* [CEL ĆWICZENIA]: Według użytkownika Thomas1 z wątku o tłumaczeniu zdania na angielski, dlaczego słowo „before” nie jest konieczne?

* [PODANY FRAGMENT]:
# Dawniej gotowałam obiad codziennie.



## wolfbm1

Witam.


Jak przetłumaczyć "Dawniej gotowałam obiad codziennie." na angielski?


Kontekst: Osoba chce powiedzieć, że dawniej gotowała obiady dla całej rodziny codziennie a teraz przeważnie je obiady na mieście.
Synonimami słowa dawniej są: wcześniej, przedtem.
Moja propozycja tlumaczenia to: "Before I used to make dinner every day."


Z góry dziękuję.


----------



## Thomas1

Wydaje mi się, że w angielskim "before" nie jest konieczne, bo "used to" mówi nam, że chodzi o przeszłość -- dawniej -- (nie oznacza to jednak, że jest niepoprawne).

Można by użyć "cook" zamiast "make" jeśli chcesz, żeby angielska wersja była bliższa polskiej.

* [DOSTARCZONY MATERIAŁ]:
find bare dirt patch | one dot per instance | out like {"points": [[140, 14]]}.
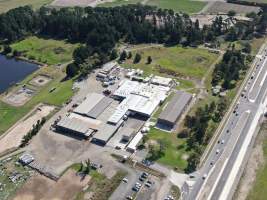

* [ROZWIĄZANIE ĆWICZENIA]: Ponieważ „used to” samo mówi, że chodzi o przeszłość.